TL;DR: All three Abrahamic faiths agree that divine revelation is a source of truth, but they disagree sharply on which texts are authoritative and whether the Bible as we have it today is intact or corrupted. Judaism affirms the Hebrew scriptures as God's word Psalms 119:160, Christianity holds that knowing the truth sets believers free John 8:32, and Islam respects the Bible's origins while teaching that later transmission introduced errors. The biggest disagreement is whether the New Testament carries divine authority at all.

Judaism

"Thy word is true from the beginning: and every one of thy righteous judgments endureth for ever." — Psalms 119:160 (KJV) Psalms 119:160

Jewish tradition grounds the truth of the Hebrew scriptures — the Tanakh — in the concept of emet (truth), a quality attributed directly to God's word. The Psalms declare that God's word is true from its very beginning and endures forever Psalms 119:160, a claim that Jewish sages like Maimonides (12th century) built entire philosophical frameworks around. For Judaism, the Torah's truth isn't just propositional; it's covenantal — it's true because it binds a people to a living God.

Jewish epistemology of scripture also leans on the chain of tradition (mesorah), the unbroken transmission of the text through generations of scribes and rabbis. The precision of the Masoretic text, with its meticulous counting of letters, is itself offered as evidence of faithful preservation. Proverbs instructs that knowing the certainty of the words of truth equips one to answer those who question Proverbs 22:21, suggesting that engagement with scripture produces a kind of practical, lived verification.

It's worth noting that Judaism doesn't accept the New Testament as scripture at all. So when the question 'is the Bible true?' is asked in a Yahoo Answers context — usually meaning the Christian Bible — Jewish tradition would affirm the Hebrew portions while remaining agnostic or skeptical about the rest. Scholars like Abraham Joshua Heschel emphasized that the Bible's truth is encountered, not merely argued.

• _PROVIDED MATERIAL_:

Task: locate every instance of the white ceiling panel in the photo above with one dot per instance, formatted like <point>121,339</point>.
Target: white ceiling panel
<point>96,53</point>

• _LIST OF TASKS_:
1. In the text on scripture and truth, what is the Hebrew term for the chain of tradition?
2. Please write out the part of the text on scripture and truth that opens with the words "TL;DR: All three" and closes with "authority at all.".

• _THE RESULTS_:
1. Mesorah.

2.
TL;DR: All three Abrahamic faiths agree that divine revelation is a source of truth, but they disagree sharply on which texts are authoritative and whether the Bible as we have it today is intact or corrupted. Judaism affirms the Hebrew scriptures as God's word Psalms 119:160, Christianity holds that knowing the truth sets believers free John 8:32, and Islam respects the Bible's origins while teaching that later transmission introduced errors. The biggest disagreement is whether the New Testament carries divine authority at all.